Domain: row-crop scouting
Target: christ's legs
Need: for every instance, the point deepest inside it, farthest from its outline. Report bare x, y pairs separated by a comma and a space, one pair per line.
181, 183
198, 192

........

**WHAT IS EXPECTED:**
Print the records above in full, exactly.

**RESULT:**
Domain: row-crop scouting
Target: christ's legs
Need: for every instance, the point deepest inside it, farthest from its outline. Report bare x, y pairs separated by a comma and a space, one pair per line.
181, 183
198, 192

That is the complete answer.